▶ [SUPPLIED RECORDS]:

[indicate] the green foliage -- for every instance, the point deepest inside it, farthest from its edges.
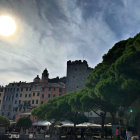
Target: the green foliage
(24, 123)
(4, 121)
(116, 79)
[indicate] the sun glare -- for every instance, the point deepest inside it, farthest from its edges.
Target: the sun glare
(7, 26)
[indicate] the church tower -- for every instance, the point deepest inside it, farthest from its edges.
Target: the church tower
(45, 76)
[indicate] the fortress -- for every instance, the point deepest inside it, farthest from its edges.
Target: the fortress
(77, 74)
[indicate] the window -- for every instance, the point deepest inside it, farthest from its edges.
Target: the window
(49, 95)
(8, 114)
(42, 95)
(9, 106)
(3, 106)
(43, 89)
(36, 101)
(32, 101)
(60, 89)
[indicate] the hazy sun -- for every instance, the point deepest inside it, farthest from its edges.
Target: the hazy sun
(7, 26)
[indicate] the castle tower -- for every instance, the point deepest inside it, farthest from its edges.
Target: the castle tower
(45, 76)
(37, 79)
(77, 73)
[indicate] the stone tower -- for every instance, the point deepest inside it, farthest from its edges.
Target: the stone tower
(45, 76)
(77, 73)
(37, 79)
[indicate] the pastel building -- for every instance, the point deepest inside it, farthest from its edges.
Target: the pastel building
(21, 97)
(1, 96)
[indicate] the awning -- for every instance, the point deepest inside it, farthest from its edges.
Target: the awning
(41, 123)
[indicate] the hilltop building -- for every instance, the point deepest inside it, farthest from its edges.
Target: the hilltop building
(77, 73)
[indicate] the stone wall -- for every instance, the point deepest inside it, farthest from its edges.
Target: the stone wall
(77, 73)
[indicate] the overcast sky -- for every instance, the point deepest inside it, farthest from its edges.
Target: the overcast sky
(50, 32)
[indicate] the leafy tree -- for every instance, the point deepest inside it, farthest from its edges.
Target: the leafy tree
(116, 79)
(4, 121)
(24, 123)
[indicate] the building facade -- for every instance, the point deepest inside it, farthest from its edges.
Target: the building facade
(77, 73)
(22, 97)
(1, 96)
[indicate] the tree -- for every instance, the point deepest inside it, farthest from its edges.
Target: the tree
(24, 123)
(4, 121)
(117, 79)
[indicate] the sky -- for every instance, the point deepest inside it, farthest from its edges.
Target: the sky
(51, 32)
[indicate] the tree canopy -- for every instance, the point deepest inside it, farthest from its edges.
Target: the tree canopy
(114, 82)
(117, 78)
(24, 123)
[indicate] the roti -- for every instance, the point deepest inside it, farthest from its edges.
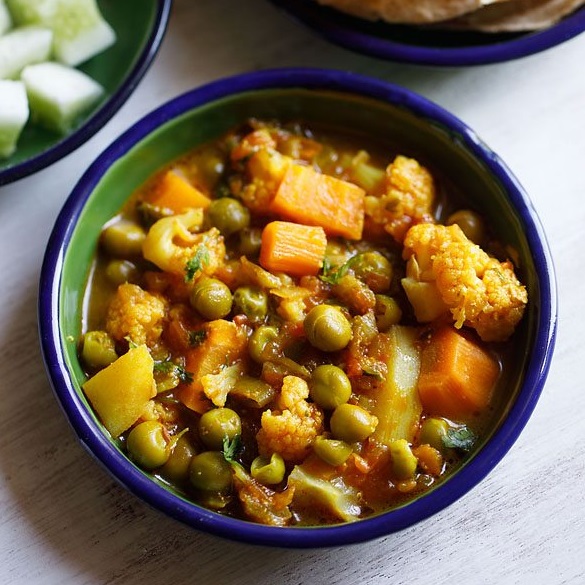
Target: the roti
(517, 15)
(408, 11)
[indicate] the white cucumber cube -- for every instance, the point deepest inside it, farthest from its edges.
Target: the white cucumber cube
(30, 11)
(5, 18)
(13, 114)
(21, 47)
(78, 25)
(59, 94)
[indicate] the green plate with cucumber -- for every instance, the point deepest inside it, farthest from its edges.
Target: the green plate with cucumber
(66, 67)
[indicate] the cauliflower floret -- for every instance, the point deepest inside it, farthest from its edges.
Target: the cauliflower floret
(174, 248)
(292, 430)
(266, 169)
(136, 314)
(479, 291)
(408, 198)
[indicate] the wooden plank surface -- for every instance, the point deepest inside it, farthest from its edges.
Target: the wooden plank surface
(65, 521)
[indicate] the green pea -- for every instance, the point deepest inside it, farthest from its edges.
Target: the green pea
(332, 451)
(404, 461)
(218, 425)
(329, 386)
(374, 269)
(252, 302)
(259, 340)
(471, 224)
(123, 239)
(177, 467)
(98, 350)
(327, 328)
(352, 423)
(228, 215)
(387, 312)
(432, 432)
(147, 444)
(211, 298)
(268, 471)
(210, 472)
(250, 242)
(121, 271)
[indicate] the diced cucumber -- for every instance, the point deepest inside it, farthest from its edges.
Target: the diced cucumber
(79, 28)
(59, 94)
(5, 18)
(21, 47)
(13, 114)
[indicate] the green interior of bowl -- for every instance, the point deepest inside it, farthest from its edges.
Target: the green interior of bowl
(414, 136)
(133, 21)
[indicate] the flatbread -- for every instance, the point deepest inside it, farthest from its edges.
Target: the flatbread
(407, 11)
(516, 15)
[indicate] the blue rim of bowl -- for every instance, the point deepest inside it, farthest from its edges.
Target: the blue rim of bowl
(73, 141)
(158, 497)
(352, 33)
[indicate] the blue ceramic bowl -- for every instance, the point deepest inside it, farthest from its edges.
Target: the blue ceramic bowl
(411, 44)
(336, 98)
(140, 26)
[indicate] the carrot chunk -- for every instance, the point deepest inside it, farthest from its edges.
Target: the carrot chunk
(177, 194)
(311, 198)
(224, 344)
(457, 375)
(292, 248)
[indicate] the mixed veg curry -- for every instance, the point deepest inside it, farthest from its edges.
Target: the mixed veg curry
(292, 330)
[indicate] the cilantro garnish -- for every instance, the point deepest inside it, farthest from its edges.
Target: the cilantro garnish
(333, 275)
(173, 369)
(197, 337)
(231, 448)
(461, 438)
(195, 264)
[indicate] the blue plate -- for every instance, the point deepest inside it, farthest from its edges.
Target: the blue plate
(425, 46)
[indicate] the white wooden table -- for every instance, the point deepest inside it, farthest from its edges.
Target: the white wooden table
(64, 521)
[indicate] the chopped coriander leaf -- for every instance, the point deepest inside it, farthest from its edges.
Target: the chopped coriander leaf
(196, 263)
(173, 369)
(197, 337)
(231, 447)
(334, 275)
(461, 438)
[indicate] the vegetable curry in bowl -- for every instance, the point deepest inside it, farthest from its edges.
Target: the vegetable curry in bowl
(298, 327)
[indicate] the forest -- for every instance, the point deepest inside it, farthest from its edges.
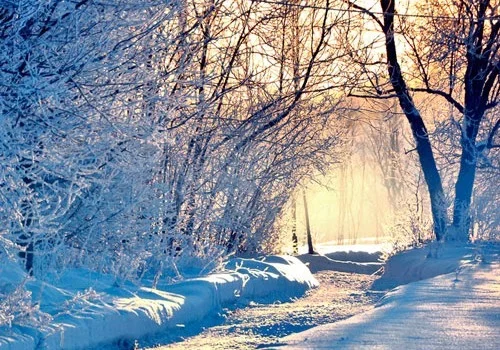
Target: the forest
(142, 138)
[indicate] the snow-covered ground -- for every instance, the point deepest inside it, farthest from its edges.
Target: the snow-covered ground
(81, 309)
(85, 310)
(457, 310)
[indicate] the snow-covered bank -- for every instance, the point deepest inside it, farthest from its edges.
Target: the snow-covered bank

▶ [BRIEF]: Reproduce all of the material above word for word, leaving out the pictures.

▶ [REPLY TO THE EXERCISE]:
[indicate] the green foliage -- for every instance, the point deepest inside it, farthest from its edges.
Target: the green foliage
(24, 123)
(4, 121)
(116, 79)
[indicate] the sun glare -- for every instance, the point deepest inside it, farthest from its edges.
Target: the sun glare
(7, 26)
[indicate] the church tower -- for every instance, the point deepest inside it, farthest from its edges.
Target: the church tower
(45, 76)
[indicate] the fortress -- for every instance, the point deepest inside it, farthest from its edges.
Target: the fortress
(77, 74)
[indicate] the window -- for every instance, the point deepest inside it, farthest from its edges.
Target: the window
(49, 95)
(8, 114)
(42, 95)
(9, 106)
(3, 106)
(43, 89)
(36, 101)
(32, 101)
(60, 89)
[indicate] the hazy sun -- for every instance, the point deepest inside it, farthest from its edges.
Target: the hazy sun
(7, 26)
[indicate] the castle tower -- for every instance, the point deepest inside it, farthest from its edges.
Target: the castle tower
(45, 76)
(37, 79)
(77, 73)
[indicate] the stone tower -- for every instance, the point deepest inside it, farthest from its edges.
Target: the stone tower
(45, 76)
(77, 73)
(37, 79)
[indicate] the pastel building -- for every instance, the point deepest inside it, farthest from its edges.
Target: the pastel building
(21, 97)
(1, 96)
[indicate] the awning -- for every instance, the point deepest inside it, farthest from its edges.
Target: the awning
(41, 123)
[indicate] the hilltop building -- for every instance, the point deepest inside it, farthest from its edges.
Target: the hilltop building
(77, 73)
[indicate] the stone wall -- for every instance, the point deepest inside it, farthest from its edges.
Target: the stone wall
(77, 73)
[indicate] the overcast sky -- for every instance, the point deepest inside it, farthest from its edges.
Target: the overcast sky
(50, 32)
[indicate] the leafy tree -- for every instance, the point deepest inside it, farthest from its edges.
Target: the leafy tree
(116, 79)
(4, 121)
(24, 123)
[indicate] the building facade -- for every instance, the point deepest inside it, farthest from its edges.
Target: the building facade
(77, 73)
(22, 97)
(1, 96)
[indicate] the tree -- for every instance, the point deepest inside it, farthest from its edges.
Target: the tree
(24, 123)
(4, 121)
(117, 79)
[indicate] the sky -- for every instance, the point deepest inside it, farthest from its edges.
Target: the sky
(51, 32)
[indicate] the tree canopy -- for every instance, the point deepest inside it, farthest from its edges.
Target: the tree canopy
(114, 82)
(117, 78)
(24, 123)
[indicate] the roti -- for every instance, the point deepest inside it, farthest from its edges.
Target: the roti
(517, 15)
(408, 11)
[indicate] the white cucumber cube -- for every instance, the point deepest inside it, farthest from its edges.
Target: the white cucumber cube
(30, 11)
(5, 18)
(13, 114)
(21, 47)
(78, 25)
(59, 94)
[indicate] the green plate with cucumber -- for every instance, the point deepest inside it, farthest from its edges.
Target: the green plate with cucumber
(66, 67)
[indicate] the cauliflower floret -- for every instance, the point deepest inside it, farthest from its edges.
Target: the cauliflower floret
(174, 248)
(292, 430)
(266, 169)
(136, 314)
(479, 291)
(408, 198)
[indicate] the wooden plank surface -- for every instance, the point deepest inside it, farthest from its edges.
Target: the wooden plank surface
(65, 521)
[indicate] the green pea -- for every instance, the point deepest inside it, farthest from its edges.
Target: the green pea
(332, 451)
(404, 461)
(218, 425)
(329, 386)
(374, 269)
(252, 302)
(259, 340)
(471, 224)
(123, 239)
(177, 467)
(98, 350)
(327, 328)
(352, 423)
(228, 215)
(387, 312)
(432, 432)
(147, 444)
(211, 298)
(268, 471)
(210, 472)
(250, 242)
(121, 271)
[indicate] the diced cucumber -- for every instance, the point deepest inside it, farthest from its edges.
Target: the diced cucumber
(79, 28)
(59, 94)
(5, 18)
(21, 47)
(13, 114)
[indicate] the green interior of bowl -- for every instance, the point deepest inside it, farthest from its edges.
Target: the green interior of bowl
(414, 136)
(133, 21)
[indicate] the flatbread -- for every instance, the point deepest inside it, farthest from its edges.
Target: the flatbread
(407, 11)
(516, 15)
[indicate] the blue rim of bowl -- for every instance, the point deepest inside it, farthest from its edges.
Target: the blue rim of bowl
(73, 141)
(158, 497)
(352, 33)
[indicate] the blue ceramic bowl -- for every instance, the point deepest inside it, farthest from its edges.
Target: the blue ceramic bowl
(411, 44)
(336, 98)
(140, 26)
[indicate] the carrot chunk -- for every instance, the point deepest inside it, farthest from its edges.
Target: the carrot chunk
(177, 194)
(311, 198)
(224, 344)
(457, 375)
(292, 248)
[indicate] the mixed veg curry -- for every instance, the point deepest inside it, farthest from its edges.
Target: the mixed veg curry
(292, 330)
[indicate] the cilantro garnish -- for every instance, the point deepest inside it, farthest from its edges.
Target: the cilantro garnish
(333, 275)
(173, 369)
(197, 337)
(231, 448)
(461, 438)
(195, 264)
[indicate] the blue plate -- for every instance, the point deepest inside it, farthest from its edges.
Target: the blue plate
(425, 46)
[indicate] the white wooden table -- for every instance, the point deepest inside it, farthest from its edges.
Target: the white wooden table
(64, 521)
[indicate] the chopped coriander leaf -- for every instance, the point deepest inside it, farthest from its edges.
Target: the chopped coriander leaf
(196, 263)
(173, 369)
(197, 337)
(231, 447)
(334, 275)
(461, 438)
[indicate] the vegetable curry in bowl -- for every instance, the point deepest inside it, farthest from its edges.
Target: the vegetable curry in bowl
(298, 327)
[indicate] the forest -- for every instance, the point deepest inside it, farthest from its edges.
Target: the forest
(142, 138)
[indicate] the snow-covered ground -- for every instance, the point deepest inside it, farthest from its edges.
Target: the snow-covered ground
(81, 309)
(85, 310)
(457, 310)
[indicate] the snow-covered bank -- for every instance, the point deepest inside it, farthest from its edges.
Target: the snow-covered bank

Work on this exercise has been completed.